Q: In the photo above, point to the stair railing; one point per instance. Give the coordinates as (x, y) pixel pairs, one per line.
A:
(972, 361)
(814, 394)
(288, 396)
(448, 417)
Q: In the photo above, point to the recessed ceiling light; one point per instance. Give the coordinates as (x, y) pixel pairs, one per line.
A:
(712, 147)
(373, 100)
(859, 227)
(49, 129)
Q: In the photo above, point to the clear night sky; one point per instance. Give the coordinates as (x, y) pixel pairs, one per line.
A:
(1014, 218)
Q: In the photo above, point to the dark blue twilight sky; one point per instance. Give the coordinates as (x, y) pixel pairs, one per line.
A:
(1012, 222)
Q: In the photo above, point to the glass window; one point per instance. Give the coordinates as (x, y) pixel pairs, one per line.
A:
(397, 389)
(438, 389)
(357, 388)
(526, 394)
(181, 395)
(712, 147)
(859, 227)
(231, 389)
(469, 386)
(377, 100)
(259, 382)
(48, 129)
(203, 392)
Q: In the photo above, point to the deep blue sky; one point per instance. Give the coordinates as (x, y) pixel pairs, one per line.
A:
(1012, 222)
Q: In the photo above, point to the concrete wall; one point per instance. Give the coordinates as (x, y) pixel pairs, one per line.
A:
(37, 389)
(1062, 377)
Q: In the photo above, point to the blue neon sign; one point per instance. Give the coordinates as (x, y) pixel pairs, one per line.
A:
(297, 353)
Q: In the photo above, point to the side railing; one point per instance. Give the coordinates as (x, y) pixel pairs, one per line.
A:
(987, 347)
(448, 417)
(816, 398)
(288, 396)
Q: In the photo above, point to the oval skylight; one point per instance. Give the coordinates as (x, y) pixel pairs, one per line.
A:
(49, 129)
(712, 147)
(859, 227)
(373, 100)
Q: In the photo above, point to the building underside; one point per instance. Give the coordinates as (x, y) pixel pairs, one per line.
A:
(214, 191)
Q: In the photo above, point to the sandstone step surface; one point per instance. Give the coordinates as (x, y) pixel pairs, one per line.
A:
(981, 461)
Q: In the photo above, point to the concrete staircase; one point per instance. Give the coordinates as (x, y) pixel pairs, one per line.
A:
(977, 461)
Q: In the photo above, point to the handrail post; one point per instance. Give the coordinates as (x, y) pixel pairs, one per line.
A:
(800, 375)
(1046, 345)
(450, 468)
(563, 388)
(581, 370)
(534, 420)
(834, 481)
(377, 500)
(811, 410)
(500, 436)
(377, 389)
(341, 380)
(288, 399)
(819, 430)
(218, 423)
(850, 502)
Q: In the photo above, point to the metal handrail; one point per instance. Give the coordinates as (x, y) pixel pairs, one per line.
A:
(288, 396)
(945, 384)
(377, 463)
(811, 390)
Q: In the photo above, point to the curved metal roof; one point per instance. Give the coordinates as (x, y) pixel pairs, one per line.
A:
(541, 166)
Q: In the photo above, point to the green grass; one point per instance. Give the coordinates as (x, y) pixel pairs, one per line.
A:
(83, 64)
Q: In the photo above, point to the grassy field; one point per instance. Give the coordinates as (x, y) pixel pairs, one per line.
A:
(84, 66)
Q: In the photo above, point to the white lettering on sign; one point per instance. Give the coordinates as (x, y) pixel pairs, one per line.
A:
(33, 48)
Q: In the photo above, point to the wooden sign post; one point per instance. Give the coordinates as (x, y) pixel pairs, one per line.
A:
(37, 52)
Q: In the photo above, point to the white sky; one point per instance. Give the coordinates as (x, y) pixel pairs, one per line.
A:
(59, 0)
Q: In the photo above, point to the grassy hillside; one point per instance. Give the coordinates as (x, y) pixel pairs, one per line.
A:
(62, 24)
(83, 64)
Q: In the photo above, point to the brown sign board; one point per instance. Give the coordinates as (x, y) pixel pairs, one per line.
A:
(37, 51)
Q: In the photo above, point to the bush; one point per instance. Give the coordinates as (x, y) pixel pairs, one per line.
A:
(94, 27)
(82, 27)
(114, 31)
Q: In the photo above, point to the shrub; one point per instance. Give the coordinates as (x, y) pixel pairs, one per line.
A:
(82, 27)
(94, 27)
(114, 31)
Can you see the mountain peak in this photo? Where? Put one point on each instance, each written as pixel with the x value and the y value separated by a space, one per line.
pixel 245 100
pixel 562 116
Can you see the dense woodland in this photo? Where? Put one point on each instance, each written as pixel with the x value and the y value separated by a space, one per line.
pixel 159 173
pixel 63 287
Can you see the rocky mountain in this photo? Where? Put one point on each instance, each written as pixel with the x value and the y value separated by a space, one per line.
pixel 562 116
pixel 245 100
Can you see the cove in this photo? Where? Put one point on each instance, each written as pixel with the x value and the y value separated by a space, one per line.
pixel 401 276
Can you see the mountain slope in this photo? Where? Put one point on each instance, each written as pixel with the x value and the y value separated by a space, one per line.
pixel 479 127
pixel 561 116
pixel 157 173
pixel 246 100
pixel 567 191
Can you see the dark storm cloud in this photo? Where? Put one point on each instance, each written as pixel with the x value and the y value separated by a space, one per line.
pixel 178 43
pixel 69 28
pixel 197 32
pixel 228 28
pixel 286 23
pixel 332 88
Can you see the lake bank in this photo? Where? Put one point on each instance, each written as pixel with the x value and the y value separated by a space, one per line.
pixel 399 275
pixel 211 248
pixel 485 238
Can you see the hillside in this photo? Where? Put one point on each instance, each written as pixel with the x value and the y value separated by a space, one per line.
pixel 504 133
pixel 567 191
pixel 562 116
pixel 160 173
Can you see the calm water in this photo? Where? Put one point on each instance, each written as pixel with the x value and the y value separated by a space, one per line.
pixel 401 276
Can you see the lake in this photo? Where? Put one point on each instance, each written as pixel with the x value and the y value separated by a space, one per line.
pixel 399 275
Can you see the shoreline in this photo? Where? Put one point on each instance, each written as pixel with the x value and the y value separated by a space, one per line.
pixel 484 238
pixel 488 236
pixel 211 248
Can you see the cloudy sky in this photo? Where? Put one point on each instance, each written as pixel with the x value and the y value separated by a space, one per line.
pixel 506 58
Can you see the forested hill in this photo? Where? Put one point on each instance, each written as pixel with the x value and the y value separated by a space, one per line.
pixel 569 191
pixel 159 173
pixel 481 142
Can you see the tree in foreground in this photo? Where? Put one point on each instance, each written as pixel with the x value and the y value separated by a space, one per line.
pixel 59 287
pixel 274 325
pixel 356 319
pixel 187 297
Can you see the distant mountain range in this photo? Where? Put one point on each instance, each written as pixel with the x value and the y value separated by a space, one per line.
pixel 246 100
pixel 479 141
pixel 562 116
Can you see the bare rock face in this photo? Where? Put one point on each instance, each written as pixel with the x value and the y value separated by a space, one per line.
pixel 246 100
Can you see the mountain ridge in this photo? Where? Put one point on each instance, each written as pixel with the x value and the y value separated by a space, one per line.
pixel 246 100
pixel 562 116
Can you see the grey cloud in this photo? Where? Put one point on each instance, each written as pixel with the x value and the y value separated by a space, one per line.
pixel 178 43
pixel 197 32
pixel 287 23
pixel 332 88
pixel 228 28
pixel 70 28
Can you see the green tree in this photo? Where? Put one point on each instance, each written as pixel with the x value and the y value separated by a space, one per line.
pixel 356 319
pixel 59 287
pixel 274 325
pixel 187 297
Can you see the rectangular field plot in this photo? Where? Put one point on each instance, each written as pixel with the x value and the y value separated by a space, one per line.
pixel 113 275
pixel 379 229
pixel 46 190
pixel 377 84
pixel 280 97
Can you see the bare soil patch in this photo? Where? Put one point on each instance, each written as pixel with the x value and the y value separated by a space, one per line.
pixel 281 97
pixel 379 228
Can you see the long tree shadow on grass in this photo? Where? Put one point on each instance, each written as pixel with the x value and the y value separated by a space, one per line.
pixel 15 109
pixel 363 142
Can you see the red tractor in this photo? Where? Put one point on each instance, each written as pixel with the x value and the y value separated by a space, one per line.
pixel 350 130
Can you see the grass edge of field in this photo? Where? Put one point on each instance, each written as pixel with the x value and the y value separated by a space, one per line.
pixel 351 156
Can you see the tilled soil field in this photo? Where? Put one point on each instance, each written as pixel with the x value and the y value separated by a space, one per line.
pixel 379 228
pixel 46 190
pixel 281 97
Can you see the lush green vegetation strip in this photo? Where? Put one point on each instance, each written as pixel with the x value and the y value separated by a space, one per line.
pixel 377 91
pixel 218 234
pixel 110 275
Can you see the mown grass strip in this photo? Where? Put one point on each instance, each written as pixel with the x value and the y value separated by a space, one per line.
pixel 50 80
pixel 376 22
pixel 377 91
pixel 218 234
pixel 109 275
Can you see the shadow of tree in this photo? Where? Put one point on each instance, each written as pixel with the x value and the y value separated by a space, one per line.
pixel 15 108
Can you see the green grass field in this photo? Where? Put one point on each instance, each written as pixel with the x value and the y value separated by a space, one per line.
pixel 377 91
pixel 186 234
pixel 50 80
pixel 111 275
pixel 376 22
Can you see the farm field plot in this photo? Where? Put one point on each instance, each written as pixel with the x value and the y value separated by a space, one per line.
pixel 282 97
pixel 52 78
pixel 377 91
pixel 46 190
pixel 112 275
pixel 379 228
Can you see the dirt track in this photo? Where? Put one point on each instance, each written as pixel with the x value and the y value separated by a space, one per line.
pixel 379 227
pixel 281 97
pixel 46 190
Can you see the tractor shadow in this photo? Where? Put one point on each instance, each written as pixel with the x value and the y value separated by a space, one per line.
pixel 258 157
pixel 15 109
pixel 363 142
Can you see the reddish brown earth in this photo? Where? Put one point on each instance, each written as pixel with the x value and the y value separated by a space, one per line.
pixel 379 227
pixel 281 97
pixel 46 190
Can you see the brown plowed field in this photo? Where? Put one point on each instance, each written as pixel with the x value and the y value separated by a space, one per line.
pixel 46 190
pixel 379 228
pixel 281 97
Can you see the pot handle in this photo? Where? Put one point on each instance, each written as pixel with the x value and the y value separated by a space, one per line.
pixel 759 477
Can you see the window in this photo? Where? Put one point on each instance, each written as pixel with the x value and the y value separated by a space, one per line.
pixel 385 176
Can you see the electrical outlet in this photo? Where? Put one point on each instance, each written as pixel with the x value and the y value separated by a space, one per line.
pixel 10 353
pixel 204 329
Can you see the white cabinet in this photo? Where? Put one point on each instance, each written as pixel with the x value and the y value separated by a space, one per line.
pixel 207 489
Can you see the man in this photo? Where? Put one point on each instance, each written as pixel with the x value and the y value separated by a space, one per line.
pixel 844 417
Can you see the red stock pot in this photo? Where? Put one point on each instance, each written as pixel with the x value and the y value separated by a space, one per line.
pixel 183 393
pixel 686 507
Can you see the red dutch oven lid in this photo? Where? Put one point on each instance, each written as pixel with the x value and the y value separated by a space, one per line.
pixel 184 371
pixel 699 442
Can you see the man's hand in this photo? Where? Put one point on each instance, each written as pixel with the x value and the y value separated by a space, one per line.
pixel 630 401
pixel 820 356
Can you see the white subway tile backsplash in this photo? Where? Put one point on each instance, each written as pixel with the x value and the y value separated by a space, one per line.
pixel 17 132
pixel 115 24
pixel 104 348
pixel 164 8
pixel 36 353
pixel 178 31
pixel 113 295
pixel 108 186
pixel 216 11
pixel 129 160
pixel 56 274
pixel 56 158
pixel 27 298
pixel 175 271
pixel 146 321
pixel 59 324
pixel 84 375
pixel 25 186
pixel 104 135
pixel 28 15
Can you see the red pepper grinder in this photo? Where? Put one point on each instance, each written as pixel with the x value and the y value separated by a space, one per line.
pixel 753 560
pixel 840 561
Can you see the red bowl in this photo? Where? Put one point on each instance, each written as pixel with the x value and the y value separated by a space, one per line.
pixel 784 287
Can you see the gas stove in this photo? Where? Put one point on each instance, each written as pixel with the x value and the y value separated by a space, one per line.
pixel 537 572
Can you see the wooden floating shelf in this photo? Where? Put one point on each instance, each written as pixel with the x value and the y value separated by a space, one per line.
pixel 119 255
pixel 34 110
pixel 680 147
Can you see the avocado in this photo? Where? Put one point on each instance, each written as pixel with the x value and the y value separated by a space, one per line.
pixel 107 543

Exercise: Every line from the line containing "Can you see the gas" to the last line of the material above must be repeated exactly, and no other line.

Answer below:
Can you see the gas stove in this photo? Where? Put one point on each instance, each written as pixel with the x value and the y value separated by a space, one per line.
pixel 537 572
Can you see the wooden floating shelf in this photo? Where? Put one point on each instance, each written as pixel with the x value and the y value separated by a space, one per line.
pixel 119 255
pixel 34 110
pixel 680 147
Can you see the avocado in this photo? Where? Put one point on each instance, each written as pixel with the x value and the y value separated by a space, one per line.
pixel 107 543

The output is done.